* _TEKS LATIHAN_:
Marhaban Presiden Lebaran

Kolom Denny Indrayana

Marhaban Presiden Lebaran

- detikNews
Jumat, 25 Jul 2014 13:05 WIB
Marhaban Presiden Lebaran
Jakarta - Alhamdulillah, pada 22 Juli lalu, di ujung Ramadhan jelang lebaran, penetapan hasil Pemilihan Presiden secara nasional oleh Komisi Pemilihan Umum (KPU) berjalan dengan lancar. Dinamika yang mengiringinya masih dalam batas yang wajar, itulah warna-warni yang membuktikan makin kuatnya dan dewasanya demokrasi kita. KPU menetapkan pasangan Joko Widodo dan Jusuf Kalla selaku Presiden dan Wakil Presiden Terpilih periode 2014 – 2019.


Tidak Ada Alternatif

Secara hukum tata negara, penentuan presiden terpilih hanya dapat dilakukan melalui dua cara: (1) oleh penetapan KPU, atau (2) oleh putusan Mahkamah Konstitusi (MK). Meskipun, untuk cara kedua itupun tetap kemudian harus dikuatkan juga dengan penetapan KPU. Tidak ada cara lain, tidak ada jalan alternatif di luar kedua cara tersebut. Bagi capres yang kalah, hanya tersedia dua pilihan: menerima keputusan KPU atau mengajukan keberatan ke MK. Tidak ada pilihan lain, misalnya dengan mengambangkannya: menolak keputusan KPU, tetapi juga tidak mengajukan sengketa hasil pilpres ke MK.

SCROLL TO CONTINUE WITH CONTENT

Tidak pula dibuka pilihan untuk tidak mengajukan sengketa hasil pilpres ke MK, dan lebih memilih 'menarik diri dari proses yang sedang berlangsung'. Kalimat dalam tanda kutip adalah pernyataan capres Prabowo menyikapi penghitungan suara di KPU pada 22 Juli lalu. Tidak jelas benar apa maksud 'menarik diri' tersebut. Sempat beredar pemaknaan bahwa 'menarik diri' itu adalah 'mengundurkan diri' dari pencalonan pilpres. Jika benar demikian, tentu timbul masalah hukum yang perlu dicermati.

* _JELAJAHI MATERI_:
- a) Saring catatan di bawah dan salin setiap baris yang memuat kata "positive". Huruf besar dan kecil dibedakan.
- b) Sambung teks tentang penetapan hasil Pemilihan Presiden 2014 di atas, dimulai setelah kalimat terakhirnya.

* _CATATAN YANG DIPAKAI_:
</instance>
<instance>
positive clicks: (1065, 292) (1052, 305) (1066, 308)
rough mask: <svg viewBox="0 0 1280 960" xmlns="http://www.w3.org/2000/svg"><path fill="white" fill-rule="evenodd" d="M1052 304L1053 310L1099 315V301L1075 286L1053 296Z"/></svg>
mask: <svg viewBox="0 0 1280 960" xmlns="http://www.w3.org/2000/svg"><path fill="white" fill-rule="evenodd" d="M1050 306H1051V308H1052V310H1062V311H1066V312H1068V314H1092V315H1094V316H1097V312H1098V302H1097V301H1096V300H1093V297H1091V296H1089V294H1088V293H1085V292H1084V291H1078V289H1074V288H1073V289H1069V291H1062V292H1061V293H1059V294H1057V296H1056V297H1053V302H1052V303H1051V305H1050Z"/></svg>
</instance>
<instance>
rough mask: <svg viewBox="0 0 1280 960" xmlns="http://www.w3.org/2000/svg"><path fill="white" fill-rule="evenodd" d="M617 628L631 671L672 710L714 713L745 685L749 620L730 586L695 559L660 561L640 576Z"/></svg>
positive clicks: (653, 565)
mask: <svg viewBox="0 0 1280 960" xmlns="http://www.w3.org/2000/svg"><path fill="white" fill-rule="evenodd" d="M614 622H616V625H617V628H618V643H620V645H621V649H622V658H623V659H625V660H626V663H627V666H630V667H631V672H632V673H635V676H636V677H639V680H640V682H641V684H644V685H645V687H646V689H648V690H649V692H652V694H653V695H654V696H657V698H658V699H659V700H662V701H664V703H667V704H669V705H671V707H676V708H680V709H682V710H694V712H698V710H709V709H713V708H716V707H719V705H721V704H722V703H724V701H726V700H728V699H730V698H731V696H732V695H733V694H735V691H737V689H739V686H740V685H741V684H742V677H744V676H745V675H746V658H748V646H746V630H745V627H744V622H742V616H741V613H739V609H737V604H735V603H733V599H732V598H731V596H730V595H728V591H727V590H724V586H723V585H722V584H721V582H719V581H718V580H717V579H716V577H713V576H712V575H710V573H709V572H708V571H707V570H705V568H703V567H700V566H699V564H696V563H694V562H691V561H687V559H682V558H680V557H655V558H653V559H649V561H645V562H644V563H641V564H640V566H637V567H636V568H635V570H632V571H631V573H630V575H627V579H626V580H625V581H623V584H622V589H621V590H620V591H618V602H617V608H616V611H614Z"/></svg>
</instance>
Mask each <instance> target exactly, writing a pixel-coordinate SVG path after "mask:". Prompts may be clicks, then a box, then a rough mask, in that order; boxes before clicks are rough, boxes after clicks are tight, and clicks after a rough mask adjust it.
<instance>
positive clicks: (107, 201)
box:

* _JAWABAN TIAP TUGAS_:
- a)
positive clicks: (1065, 292) (1052, 305) (1066, 308)
positive clicks: (653, 565)
positive clicks: (107, 201)

- b)
Pasal 22 ayat (2) UU Pilpres dengan tegas mengatur, “Salah seorang dari Pasangan Calon atau Pasangan Calon dilarang mengundurkan diri terhitung sejak ditetapkan sebagai Pasangan Calon oleh KPU”. Karena itu, salah satu syarat yang diserahkan bakal pasangan capres kepada KPU menurut Pasal 15 huruf f UU Pilpres adalah, “surat pernyataan dari bakal Pasangan Calon tidak akan mengundurkan diri sebagai Pasangan Calon”. Lebih jauh, jika ada capres yang tetap mengundurkan diri, maka Pasal 241 dan 242 UU Pilpres mengatur bahwa pengunduran diri demikian dapat dijerat sebagai tindak pidana pilpres yang diancam dengan hukuman penjara 2 sampai 6 tahun, dan denda 25 hingga 100 miliar Rupiah.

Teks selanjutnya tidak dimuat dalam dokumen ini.